Provided data |
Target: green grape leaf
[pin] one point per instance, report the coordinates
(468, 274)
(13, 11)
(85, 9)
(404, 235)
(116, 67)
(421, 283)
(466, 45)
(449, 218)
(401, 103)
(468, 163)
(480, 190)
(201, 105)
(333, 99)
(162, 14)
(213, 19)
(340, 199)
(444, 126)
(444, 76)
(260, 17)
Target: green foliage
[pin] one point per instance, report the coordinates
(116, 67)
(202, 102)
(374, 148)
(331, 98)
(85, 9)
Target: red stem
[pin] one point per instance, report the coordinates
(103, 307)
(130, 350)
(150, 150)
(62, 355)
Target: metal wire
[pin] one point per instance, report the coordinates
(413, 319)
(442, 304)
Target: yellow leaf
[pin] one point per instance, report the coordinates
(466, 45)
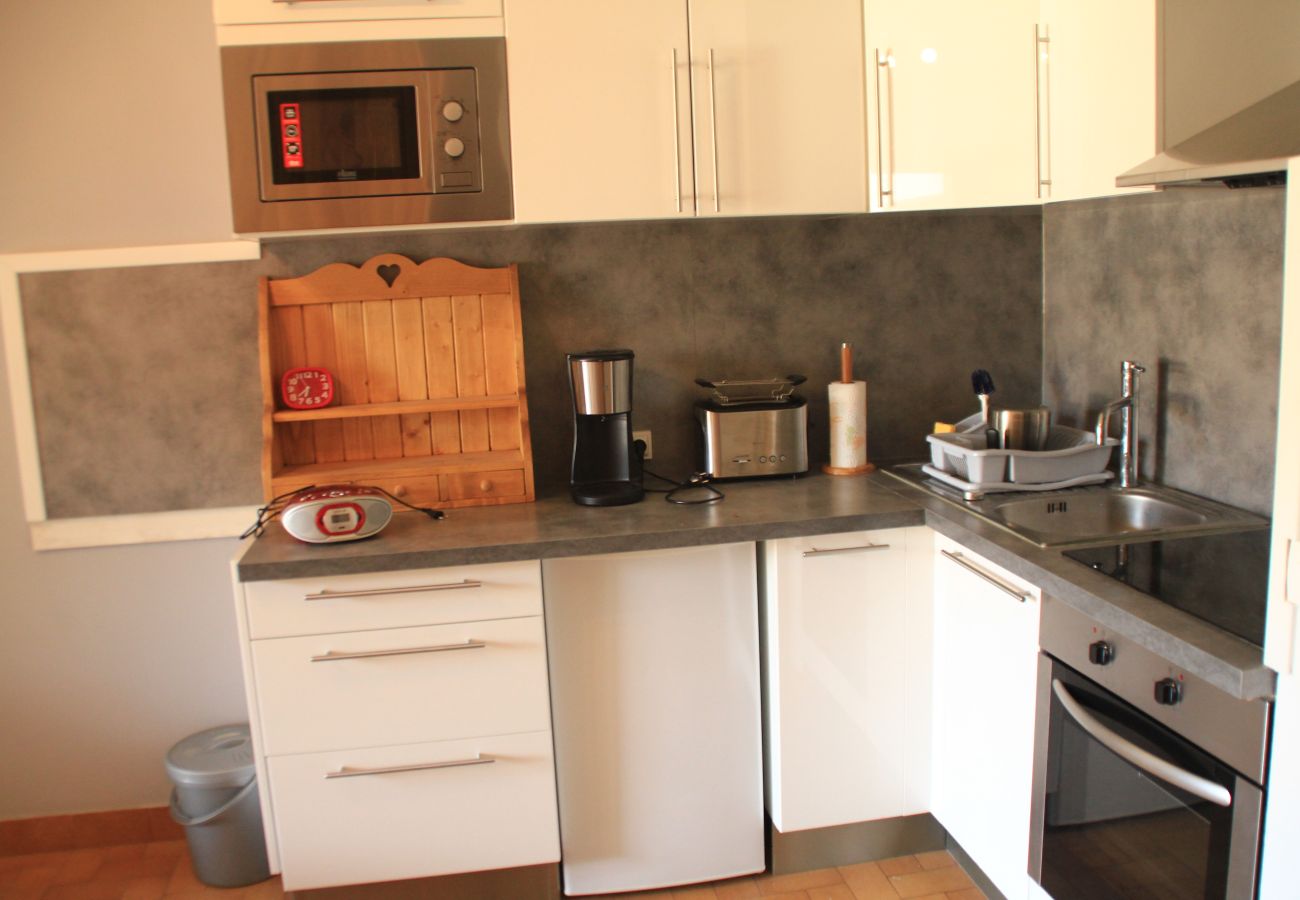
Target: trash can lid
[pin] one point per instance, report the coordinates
(217, 757)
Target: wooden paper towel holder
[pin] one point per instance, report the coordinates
(846, 377)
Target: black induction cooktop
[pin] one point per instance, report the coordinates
(1222, 579)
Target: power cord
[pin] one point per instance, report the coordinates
(697, 481)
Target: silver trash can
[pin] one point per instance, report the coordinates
(215, 797)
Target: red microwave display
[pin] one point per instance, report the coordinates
(291, 135)
(367, 133)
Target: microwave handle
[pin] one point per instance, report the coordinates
(1144, 760)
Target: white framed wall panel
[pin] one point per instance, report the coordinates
(98, 531)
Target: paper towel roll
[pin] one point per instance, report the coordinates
(848, 424)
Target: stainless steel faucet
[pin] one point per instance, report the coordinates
(1127, 409)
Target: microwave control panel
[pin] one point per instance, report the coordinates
(455, 124)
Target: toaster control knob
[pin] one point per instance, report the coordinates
(1168, 692)
(1101, 653)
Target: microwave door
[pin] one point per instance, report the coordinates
(345, 134)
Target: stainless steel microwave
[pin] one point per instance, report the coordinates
(355, 134)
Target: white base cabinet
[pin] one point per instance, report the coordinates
(658, 747)
(401, 722)
(846, 652)
(986, 673)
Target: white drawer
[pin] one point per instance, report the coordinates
(407, 691)
(415, 823)
(394, 600)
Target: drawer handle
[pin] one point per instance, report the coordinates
(827, 552)
(1023, 596)
(381, 592)
(350, 771)
(399, 652)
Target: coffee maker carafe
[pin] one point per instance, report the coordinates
(605, 471)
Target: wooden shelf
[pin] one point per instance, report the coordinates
(397, 407)
(407, 467)
(428, 364)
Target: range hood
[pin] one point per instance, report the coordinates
(1227, 94)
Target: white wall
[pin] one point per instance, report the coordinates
(113, 135)
(112, 122)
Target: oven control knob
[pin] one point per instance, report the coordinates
(1101, 653)
(1168, 692)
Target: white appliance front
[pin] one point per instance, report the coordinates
(655, 706)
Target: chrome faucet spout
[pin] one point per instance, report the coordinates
(1127, 409)
(1104, 416)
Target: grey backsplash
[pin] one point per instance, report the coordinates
(1187, 282)
(144, 380)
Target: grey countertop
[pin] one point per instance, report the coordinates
(763, 510)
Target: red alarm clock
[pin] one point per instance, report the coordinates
(307, 388)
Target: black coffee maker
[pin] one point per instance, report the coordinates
(606, 471)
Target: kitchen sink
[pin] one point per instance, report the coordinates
(1093, 515)
(1100, 514)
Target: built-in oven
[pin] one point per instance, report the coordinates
(1148, 780)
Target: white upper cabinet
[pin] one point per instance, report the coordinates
(599, 108)
(950, 95)
(778, 100)
(1096, 94)
(1281, 865)
(284, 12)
(710, 107)
(986, 675)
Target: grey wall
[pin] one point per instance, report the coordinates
(1187, 282)
(144, 381)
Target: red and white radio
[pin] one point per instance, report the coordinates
(336, 513)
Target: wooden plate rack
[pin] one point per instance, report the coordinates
(428, 364)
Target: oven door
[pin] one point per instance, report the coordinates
(1126, 808)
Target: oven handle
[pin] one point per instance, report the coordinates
(1144, 760)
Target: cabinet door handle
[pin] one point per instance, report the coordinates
(676, 133)
(399, 652)
(1023, 596)
(381, 592)
(827, 552)
(713, 121)
(352, 771)
(885, 65)
(1140, 757)
(1043, 112)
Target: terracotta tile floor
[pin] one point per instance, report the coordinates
(923, 877)
(161, 869)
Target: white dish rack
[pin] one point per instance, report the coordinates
(1070, 455)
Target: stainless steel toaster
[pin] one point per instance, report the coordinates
(753, 428)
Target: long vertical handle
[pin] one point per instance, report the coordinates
(676, 133)
(713, 120)
(1041, 111)
(883, 64)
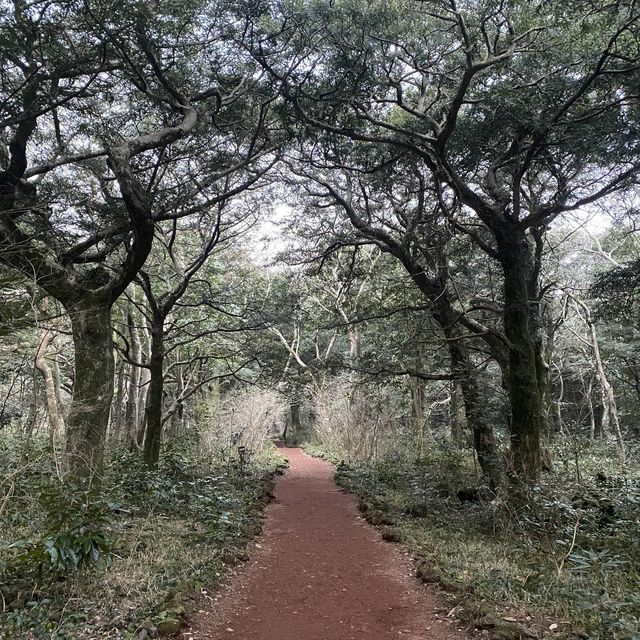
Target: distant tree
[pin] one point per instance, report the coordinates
(103, 113)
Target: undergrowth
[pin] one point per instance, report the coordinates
(81, 565)
(563, 558)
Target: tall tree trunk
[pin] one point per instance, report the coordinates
(144, 383)
(92, 387)
(610, 409)
(417, 396)
(117, 410)
(153, 415)
(523, 333)
(132, 416)
(56, 421)
(459, 424)
(484, 441)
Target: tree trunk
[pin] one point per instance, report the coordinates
(56, 421)
(484, 441)
(117, 410)
(459, 424)
(92, 387)
(417, 396)
(132, 414)
(153, 415)
(523, 334)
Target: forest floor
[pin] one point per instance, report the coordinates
(319, 572)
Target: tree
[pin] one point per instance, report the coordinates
(509, 148)
(103, 113)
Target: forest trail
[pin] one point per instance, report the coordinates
(319, 572)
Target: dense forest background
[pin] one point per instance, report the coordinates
(403, 234)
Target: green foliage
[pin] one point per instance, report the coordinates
(72, 535)
(85, 565)
(564, 551)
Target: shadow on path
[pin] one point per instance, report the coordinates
(319, 572)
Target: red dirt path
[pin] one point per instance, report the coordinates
(319, 572)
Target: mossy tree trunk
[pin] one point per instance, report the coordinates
(92, 386)
(524, 343)
(153, 414)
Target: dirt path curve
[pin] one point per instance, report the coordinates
(319, 572)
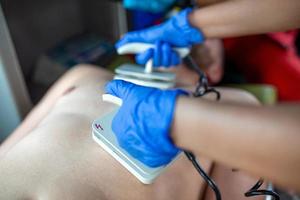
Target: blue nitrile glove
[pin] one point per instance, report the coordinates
(176, 32)
(142, 124)
(154, 6)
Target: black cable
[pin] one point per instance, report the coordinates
(255, 191)
(201, 90)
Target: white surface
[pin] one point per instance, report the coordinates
(156, 84)
(139, 73)
(136, 47)
(112, 99)
(104, 136)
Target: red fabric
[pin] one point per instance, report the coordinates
(270, 59)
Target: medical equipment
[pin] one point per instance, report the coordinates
(146, 76)
(104, 136)
(101, 128)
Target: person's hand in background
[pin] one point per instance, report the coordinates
(142, 124)
(176, 32)
(209, 57)
(154, 6)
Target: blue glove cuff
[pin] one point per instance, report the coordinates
(181, 21)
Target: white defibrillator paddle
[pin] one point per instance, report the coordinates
(146, 75)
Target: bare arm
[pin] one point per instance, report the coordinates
(264, 141)
(245, 17)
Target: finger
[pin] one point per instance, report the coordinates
(118, 88)
(166, 55)
(144, 57)
(157, 54)
(175, 59)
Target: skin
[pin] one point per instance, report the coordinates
(53, 156)
(246, 17)
(269, 146)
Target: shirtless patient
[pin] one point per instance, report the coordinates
(52, 155)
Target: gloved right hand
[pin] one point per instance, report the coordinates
(176, 32)
(143, 122)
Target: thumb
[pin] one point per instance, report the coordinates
(118, 88)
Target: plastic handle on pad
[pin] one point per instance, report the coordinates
(137, 47)
(112, 99)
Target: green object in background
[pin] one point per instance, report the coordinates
(266, 94)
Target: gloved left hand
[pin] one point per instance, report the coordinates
(176, 32)
(154, 6)
(142, 124)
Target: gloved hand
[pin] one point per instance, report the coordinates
(142, 124)
(176, 32)
(154, 6)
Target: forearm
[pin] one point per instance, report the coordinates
(262, 141)
(244, 17)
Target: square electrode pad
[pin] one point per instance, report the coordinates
(137, 71)
(104, 136)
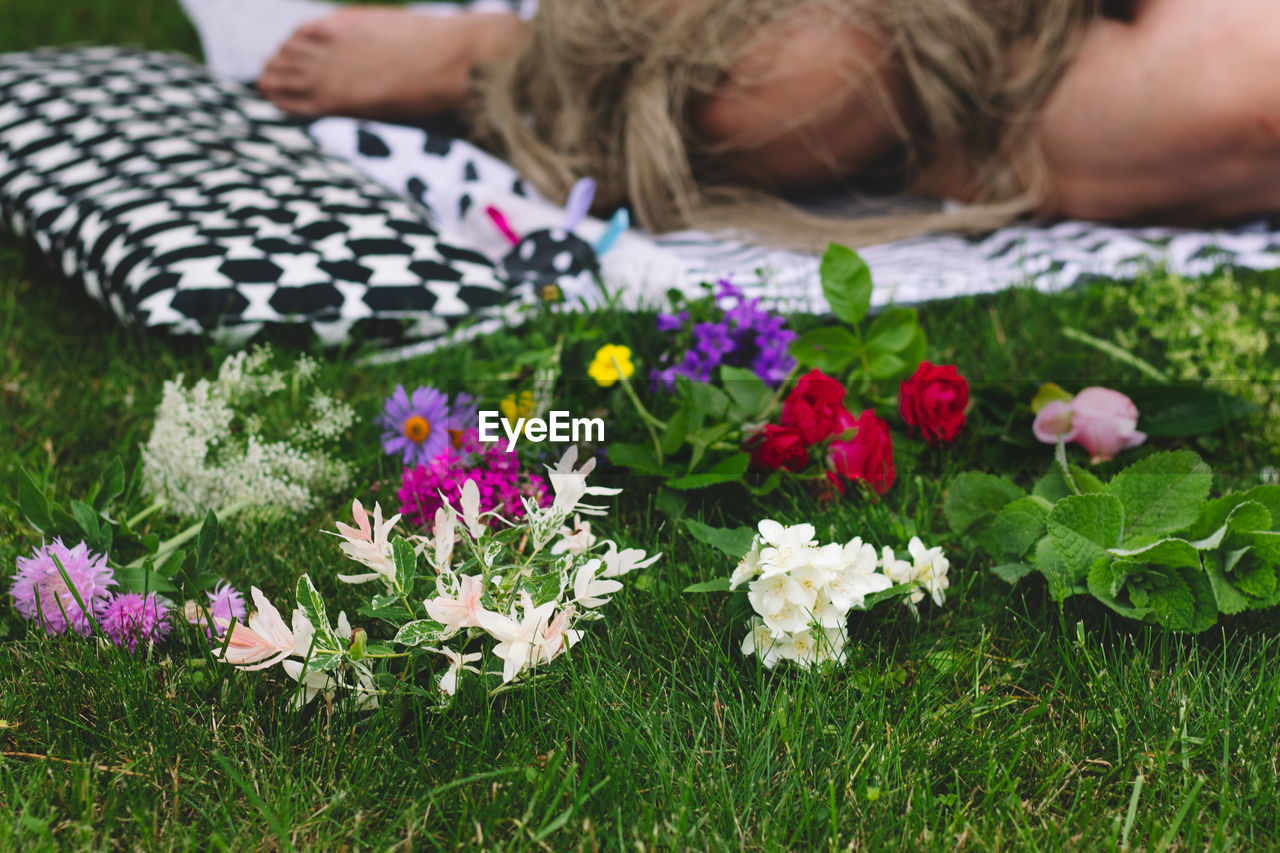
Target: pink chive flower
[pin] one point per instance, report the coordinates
(39, 591)
(131, 619)
(496, 473)
(1101, 420)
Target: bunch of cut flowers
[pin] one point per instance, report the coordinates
(799, 592)
(484, 597)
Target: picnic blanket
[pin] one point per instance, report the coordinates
(457, 181)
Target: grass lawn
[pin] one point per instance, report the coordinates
(999, 721)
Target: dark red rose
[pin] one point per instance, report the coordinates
(933, 401)
(816, 407)
(868, 455)
(778, 447)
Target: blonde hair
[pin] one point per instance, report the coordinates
(604, 87)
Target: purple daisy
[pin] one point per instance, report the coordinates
(132, 619)
(416, 428)
(39, 589)
(464, 415)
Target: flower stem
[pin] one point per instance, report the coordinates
(649, 420)
(169, 546)
(1119, 354)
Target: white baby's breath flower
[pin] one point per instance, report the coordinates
(576, 539)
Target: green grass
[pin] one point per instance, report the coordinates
(997, 721)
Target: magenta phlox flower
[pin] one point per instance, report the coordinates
(40, 592)
(496, 471)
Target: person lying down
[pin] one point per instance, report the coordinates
(705, 113)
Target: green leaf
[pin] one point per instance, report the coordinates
(1011, 571)
(892, 331)
(882, 365)
(1016, 528)
(1173, 602)
(831, 349)
(1165, 552)
(727, 470)
(420, 633)
(1229, 598)
(1184, 409)
(1082, 528)
(672, 438)
(746, 391)
(846, 282)
(406, 565)
(1161, 493)
(974, 500)
(112, 486)
(205, 541)
(312, 607)
(734, 542)
(142, 579)
(33, 503)
(88, 523)
(638, 459)
(1046, 561)
(720, 584)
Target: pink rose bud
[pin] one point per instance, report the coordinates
(1101, 420)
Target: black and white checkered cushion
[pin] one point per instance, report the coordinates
(184, 201)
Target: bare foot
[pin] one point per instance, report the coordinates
(383, 62)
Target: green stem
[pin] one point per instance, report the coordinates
(1119, 354)
(169, 546)
(649, 420)
(151, 510)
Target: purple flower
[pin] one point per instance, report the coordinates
(131, 619)
(40, 592)
(713, 341)
(225, 602)
(672, 322)
(462, 416)
(416, 428)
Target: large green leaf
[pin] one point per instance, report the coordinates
(976, 498)
(1161, 495)
(846, 282)
(1016, 528)
(734, 542)
(1182, 410)
(1083, 527)
(831, 349)
(727, 470)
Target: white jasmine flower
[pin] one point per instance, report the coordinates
(748, 568)
(620, 562)
(929, 570)
(368, 543)
(588, 589)
(461, 611)
(570, 486)
(759, 641)
(576, 539)
(457, 662)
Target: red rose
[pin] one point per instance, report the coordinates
(780, 447)
(868, 455)
(933, 401)
(816, 407)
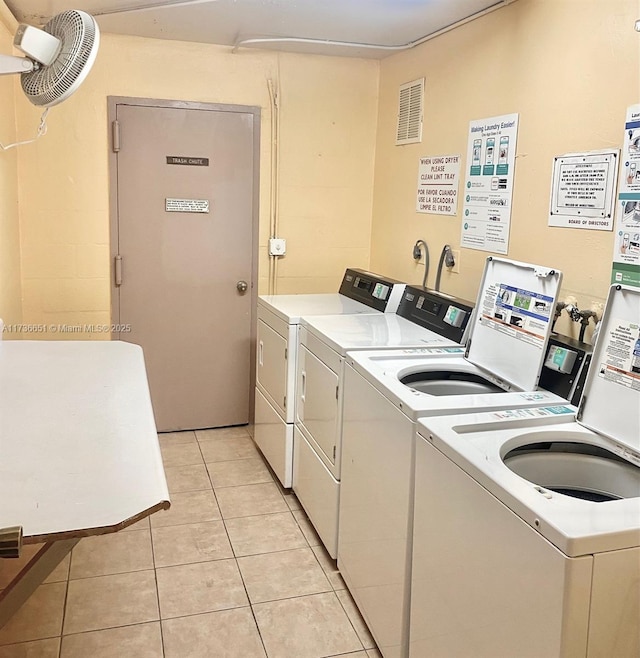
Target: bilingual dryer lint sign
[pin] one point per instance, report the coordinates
(438, 177)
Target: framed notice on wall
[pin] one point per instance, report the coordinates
(583, 190)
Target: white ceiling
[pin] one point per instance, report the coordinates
(305, 25)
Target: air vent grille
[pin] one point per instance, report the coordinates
(410, 113)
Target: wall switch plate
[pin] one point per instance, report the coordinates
(277, 246)
(456, 255)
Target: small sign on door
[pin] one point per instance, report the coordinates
(189, 161)
(186, 205)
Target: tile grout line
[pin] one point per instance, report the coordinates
(66, 598)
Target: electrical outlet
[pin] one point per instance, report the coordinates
(598, 309)
(456, 255)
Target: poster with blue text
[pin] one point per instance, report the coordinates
(626, 243)
(488, 190)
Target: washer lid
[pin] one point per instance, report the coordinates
(610, 403)
(511, 327)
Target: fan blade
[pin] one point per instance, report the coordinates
(10, 64)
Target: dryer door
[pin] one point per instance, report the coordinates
(271, 363)
(317, 402)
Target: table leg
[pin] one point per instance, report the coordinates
(32, 575)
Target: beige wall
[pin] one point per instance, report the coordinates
(10, 294)
(328, 124)
(570, 68)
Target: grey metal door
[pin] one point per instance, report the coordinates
(184, 257)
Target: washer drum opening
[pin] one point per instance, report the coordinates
(576, 469)
(446, 382)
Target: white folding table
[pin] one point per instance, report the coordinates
(79, 451)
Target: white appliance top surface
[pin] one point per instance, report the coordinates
(357, 332)
(383, 370)
(477, 443)
(291, 308)
(79, 451)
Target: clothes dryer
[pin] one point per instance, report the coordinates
(277, 336)
(424, 317)
(527, 522)
(385, 392)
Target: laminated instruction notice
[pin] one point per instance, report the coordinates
(488, 190)
(626, 243)
(521, 314)
(622, 355)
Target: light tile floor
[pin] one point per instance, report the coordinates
(234, 569)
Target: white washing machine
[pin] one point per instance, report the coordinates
(424, 317)
(527, 525)
(386, 392)
(277, 337)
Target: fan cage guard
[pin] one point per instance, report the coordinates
(54, 83)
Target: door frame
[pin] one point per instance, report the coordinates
(114, 238)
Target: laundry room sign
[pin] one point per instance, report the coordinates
(438, 177)
(186, 205)
(582, 190)
(187, 161)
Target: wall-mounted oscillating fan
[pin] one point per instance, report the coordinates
(59, 56)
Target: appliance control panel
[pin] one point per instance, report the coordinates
(565, 367)
(441, 313)
(378, 292)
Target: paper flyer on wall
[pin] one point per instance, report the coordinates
(491, 154)
(626, 244)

Task to carry out |
What belongs in the answer is each line of the listing that contains the word "forest".

Answer for this exercise |
Target: forest floor
Target: forest trail
Target: dense forest background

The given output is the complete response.